=== Stored rows ===

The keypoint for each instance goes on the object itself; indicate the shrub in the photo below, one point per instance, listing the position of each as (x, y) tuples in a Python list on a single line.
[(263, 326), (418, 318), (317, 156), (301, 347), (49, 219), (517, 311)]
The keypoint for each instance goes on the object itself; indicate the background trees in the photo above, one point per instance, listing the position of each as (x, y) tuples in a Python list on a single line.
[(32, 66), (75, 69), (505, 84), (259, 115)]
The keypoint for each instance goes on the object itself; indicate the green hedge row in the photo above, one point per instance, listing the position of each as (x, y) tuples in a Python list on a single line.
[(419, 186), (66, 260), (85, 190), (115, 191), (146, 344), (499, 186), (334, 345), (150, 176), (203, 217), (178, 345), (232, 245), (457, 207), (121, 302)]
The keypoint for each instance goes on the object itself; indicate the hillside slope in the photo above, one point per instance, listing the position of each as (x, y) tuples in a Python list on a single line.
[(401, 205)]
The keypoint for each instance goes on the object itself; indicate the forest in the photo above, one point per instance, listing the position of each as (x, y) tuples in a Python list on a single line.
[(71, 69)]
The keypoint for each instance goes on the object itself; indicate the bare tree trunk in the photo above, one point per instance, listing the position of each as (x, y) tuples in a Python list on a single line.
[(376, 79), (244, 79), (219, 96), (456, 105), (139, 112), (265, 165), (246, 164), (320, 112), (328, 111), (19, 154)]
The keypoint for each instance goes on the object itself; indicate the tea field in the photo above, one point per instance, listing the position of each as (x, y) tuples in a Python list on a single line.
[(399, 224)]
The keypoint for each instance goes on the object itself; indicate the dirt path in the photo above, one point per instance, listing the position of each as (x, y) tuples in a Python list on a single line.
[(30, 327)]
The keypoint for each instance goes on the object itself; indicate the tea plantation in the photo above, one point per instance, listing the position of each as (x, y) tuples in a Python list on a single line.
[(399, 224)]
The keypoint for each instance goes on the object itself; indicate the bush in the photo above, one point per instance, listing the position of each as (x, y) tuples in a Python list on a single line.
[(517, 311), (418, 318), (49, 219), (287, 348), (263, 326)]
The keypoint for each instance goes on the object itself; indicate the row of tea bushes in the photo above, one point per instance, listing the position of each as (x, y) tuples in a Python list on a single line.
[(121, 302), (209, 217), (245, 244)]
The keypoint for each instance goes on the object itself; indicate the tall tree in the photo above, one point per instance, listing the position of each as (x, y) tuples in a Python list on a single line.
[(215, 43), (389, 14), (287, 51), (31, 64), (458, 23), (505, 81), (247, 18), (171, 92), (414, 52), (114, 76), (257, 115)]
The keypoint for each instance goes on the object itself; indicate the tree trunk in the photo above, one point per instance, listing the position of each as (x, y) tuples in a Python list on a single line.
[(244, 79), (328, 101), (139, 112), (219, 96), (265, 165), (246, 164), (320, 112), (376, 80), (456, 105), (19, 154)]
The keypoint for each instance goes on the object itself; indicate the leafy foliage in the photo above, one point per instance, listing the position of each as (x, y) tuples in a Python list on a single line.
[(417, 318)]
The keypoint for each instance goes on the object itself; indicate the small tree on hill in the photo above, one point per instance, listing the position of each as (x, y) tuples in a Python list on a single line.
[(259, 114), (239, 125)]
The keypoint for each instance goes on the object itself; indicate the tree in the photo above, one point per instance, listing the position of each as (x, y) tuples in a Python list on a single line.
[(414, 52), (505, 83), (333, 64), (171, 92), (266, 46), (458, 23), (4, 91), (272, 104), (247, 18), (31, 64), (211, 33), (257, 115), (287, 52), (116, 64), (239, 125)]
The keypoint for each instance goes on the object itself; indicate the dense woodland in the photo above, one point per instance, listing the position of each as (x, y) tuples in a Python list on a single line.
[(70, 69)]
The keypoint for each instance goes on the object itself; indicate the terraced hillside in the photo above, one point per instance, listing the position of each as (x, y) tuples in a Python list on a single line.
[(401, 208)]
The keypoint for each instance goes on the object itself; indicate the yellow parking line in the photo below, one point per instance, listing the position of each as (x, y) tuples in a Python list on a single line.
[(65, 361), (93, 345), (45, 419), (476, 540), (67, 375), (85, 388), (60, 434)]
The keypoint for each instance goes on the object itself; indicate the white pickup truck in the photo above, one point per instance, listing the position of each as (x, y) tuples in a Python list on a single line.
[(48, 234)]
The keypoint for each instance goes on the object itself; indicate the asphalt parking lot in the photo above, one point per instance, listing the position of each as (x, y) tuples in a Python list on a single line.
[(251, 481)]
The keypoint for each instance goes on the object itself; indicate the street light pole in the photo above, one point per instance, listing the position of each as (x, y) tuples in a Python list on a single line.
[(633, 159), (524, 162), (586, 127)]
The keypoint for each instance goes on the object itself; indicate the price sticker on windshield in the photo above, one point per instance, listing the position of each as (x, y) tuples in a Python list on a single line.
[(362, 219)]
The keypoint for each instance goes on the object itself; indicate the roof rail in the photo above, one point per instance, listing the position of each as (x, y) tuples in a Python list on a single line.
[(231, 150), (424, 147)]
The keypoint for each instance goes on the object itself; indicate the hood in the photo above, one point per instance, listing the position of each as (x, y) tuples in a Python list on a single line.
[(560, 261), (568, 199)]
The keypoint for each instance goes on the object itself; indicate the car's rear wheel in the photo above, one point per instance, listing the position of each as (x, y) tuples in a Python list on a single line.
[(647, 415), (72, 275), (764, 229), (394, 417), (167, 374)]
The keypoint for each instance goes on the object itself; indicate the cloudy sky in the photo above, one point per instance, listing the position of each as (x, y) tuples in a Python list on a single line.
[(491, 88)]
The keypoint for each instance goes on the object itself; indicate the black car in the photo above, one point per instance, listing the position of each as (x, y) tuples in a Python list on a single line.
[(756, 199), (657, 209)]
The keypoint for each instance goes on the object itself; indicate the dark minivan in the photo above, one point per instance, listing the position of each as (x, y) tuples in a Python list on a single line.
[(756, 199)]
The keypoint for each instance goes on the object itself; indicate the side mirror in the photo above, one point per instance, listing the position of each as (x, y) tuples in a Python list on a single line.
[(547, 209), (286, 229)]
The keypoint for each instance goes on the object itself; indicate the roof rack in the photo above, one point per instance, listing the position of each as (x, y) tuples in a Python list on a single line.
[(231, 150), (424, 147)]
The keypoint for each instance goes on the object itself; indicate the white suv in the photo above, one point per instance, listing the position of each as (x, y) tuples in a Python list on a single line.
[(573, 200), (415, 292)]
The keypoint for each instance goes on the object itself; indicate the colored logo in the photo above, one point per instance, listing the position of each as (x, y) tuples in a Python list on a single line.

===

Task details:
Rescale the items from the line containing "indicate the tall" through the line containing "76), (257, 115)]", inclusive. Reproduce those lines in full, requests included, with every point coordinate in the answers multiplied by 1.8 and rounded to a whole number, halves rounding up.

The output:
The keypoint for each instance goes on the object itself; indicate the tall tree in the photo above, one point per instance, listing the position of each as (x, y) tuples in a Python list on a single line.
[(387, 77), (700, 25), (517, 92), (56, 115), (824, 41), (909, 146), (445, 32), (308, 166), (745, 94), (205, 137), (463, 207)]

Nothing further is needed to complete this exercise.